## Section du texte
* * * * * * *

Gilles Clément, jardinier, paysagiste, botaniste, sera le lundi 11 mars à Loudéac. (©Eric Legret)
« Faire le plus possible avec, le moins possible contre », résume la position du jardinier du Jardin en Mouvement, prônée par Gilles Clément, botaniste, paysagiste, qui animera la conférence organisée par l’Université du Temps Libre le lundi 11 mars à Loudéac, en Bretagne.
Que signifie « Le jardin en mouvement » ?
C’est la prise en compte des dynamiques naturelles du monde vivant. Parmi ces comportements, il y a des déplacements physiques sur le terrain ; surtout les plantes à cycle court qui se disséminent par le vent et les animaux. Il y a des tas d’animaux qui transportent énormément : les petits rongeurs, les fourmis… Les plantes vont réapparaître dans des endroits différents. Même les arbres, les noix, les châtaignes par exemple sont emportées par les écureuils, les geais…
Le jardinier du jardin en mouvement prend en compte ces déplacements, sans s’y opposer… Enfin, on ne peut pas vraiment laisser pousser tout le temps, il faut faire un choix, notamment pour les arbres : c’est là que l’humain intervient.

Le jardin du Musée du Quai Branly dessiné par Gilles Clément. (©Jean-Pierre Dalbéra)
Un jardin idéal ?
Pour vous quel serait le jardin idéal ? Existe-t-il déjà quelque part en France ?
J’ai participé à plusieurs jardins, difficiles de dire si l’un d’eux est le jardin idéal. Il y en a bien un dans le Midi : c’est le Domaine du Rayol, un jardin public où là, effectivement il y a une très bonne équipe de jardiniers.
Tout dépend du jardinier qui laisse venir la diversité : parfois, ce n’est pas très beau et parfois, c’est génial ! Même si ce n’est plus tout à fait aligné…
Et vous êtes-vous aussi investi en Bretagne ?
De façon tellement minuscule… mais, cependant, je suis intervenu dans la remise en scène du Jardin Georges Delaselle sur l’île de Batz au moment de son rachat par le conservatoire du littoral. Il a survécu et est très bien géré grâce à une association.
L’économie de la non-dépense
La permaculture est à la mode. Quelle définition en donneriez-vous et qu’en pensez-vous ?
C’est l’économie de la non-dépense : l’utilisation de la décomposition de la matière organique en matière minérale rendue soluble par la pluie et utilisable au fur et à mesure de la demande des plantes. C’est tout à fait l’opposition à l’engrais soluble, toujours en surdose ; le surplus perdu allant polluer la nature. La permaculture est une manière intelligente de nourrir les plantes. Le paillage est aussi très important.
Trouvez-vous logique que l’on essaie à tout prix de faire pousser des plantes qui ne sont pas adaptées au terrain et au climat ?

* * * * * * *

## Consigne 1
Affichez chaque ligne des enregistrements qui contient la chaîne « castle ». Tenez compte de la casse.

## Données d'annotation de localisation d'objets
* * * * * * *

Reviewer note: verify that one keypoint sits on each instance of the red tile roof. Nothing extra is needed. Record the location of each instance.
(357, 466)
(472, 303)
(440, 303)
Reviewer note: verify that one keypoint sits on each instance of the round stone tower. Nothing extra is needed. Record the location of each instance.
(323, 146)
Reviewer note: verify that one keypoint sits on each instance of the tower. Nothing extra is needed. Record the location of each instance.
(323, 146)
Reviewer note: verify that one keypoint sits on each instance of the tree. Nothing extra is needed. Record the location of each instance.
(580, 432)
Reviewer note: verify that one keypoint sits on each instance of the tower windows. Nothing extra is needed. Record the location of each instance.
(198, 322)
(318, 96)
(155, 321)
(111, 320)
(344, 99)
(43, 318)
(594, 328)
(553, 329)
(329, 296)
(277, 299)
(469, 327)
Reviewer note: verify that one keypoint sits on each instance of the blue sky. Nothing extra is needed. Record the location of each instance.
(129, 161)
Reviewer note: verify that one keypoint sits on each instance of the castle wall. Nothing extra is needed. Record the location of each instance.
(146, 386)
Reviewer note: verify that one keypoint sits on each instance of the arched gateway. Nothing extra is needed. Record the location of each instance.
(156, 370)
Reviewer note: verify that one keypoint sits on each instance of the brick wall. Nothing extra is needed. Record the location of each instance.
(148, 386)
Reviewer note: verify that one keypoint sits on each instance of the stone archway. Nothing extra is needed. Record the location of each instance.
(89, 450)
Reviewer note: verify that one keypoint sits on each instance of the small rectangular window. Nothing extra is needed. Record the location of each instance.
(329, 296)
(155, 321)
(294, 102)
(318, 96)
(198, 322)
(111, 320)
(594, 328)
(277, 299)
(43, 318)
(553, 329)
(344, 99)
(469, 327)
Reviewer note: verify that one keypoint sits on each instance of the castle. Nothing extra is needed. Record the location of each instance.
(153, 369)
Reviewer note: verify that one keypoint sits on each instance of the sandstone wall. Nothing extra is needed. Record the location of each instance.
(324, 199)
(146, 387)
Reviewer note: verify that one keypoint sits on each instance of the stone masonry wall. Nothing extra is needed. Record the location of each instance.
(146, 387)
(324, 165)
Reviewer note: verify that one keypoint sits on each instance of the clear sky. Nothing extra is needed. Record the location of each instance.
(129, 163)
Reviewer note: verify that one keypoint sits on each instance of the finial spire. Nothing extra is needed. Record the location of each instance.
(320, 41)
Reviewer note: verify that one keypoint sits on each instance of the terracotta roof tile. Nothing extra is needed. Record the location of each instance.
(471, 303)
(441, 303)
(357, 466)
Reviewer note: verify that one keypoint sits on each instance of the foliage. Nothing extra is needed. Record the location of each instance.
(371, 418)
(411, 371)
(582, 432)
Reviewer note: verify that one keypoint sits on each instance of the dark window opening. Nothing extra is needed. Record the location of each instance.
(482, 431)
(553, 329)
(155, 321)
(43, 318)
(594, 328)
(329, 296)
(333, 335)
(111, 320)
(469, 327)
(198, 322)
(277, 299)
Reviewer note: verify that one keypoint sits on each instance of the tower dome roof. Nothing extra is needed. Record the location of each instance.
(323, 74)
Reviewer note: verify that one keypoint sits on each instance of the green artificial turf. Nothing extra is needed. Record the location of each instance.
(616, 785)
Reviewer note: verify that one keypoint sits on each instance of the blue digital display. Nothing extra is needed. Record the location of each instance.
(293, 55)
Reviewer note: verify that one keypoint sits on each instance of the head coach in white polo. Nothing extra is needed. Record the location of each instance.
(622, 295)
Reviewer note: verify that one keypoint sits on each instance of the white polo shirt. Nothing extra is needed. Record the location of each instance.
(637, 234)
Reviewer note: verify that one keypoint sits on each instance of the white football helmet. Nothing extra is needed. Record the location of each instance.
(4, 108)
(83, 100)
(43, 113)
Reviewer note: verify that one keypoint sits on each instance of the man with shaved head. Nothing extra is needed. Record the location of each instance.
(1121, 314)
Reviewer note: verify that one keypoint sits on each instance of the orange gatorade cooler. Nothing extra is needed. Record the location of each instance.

* * * * * * *

## Consigne 2
Dans l'entretien avec Gilles Clément, quel jardin public du Midi est mentionné ?

## Réponse complète 1
Reviewer note: verify that one keypoint sits on each instance of the castle wall. Nothing extra is needed. Record the location of each instance.
Reviewer note: verify that one keypoint sits on each instance of the castle. Nothing extra is needed. Record the location of each instance.

## Réponse complète 2
Le Domaine du Rayol.